Stored data entries:
•••
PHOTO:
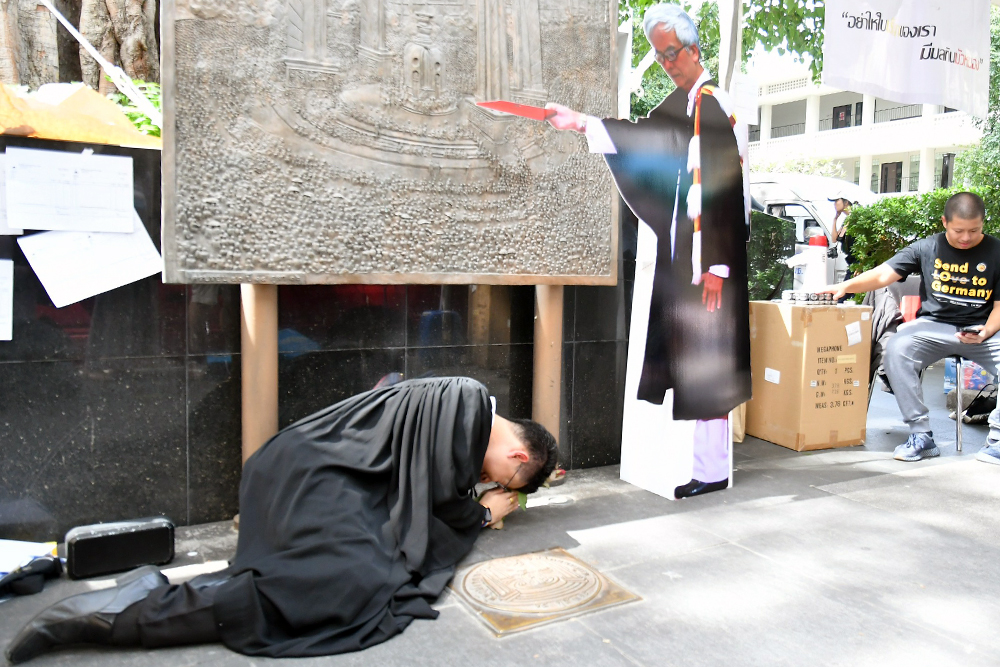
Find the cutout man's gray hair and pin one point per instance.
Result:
(671, 17)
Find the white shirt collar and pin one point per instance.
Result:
(705, 76)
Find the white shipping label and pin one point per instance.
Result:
(6, 299)
(854, 333)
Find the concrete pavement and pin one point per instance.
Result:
(837, 557)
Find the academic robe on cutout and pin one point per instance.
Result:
(352, 520)
(704, 357)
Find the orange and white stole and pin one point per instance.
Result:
(695, 193)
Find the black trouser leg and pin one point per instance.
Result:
(173, 615)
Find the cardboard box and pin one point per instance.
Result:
(810, 374)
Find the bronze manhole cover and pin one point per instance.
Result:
(519, 592)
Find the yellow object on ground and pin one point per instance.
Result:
(84, 116)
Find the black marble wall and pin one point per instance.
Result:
(128, 404)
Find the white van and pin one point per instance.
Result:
•••
Edit the material above by changing every "pin one point" to "place one point" and keeping everything else the same. Omit the pictures from your answer.

PHOTO:
Find the cutout man's gray hair and place one point per instance.
Result:
(671, 17)
Find the white shirt collar and place one point per instance.
Result:
(705, 76)
Find the white shipping label and place one point per instance.
Result:
(6, 299)
(854, 333)
Find the concrete pavement and place one point per instance.
Result:
(837, 557)
Find the academic robe on cutout and place one point per instance.
Result:
(352, 520)
(704, 357)
Find the orange and white stole and place one point per instance.
Result:
(695, 193)
Find the black trouser leg and place one point per instance.
Result:
(173, 615)
Find the cardboard box and place one point per instance.
Result:
(810, 374)
Find the bronze manhole cover and place one point per instance.
Result:
(519, 592)
Find the yellow object on ground and place one point per instance.
Result:
(84, 116)
Find the black marble wall and place one point per instance.
Result:
(128, 404)
Find the white van and place one point per instance.
Result:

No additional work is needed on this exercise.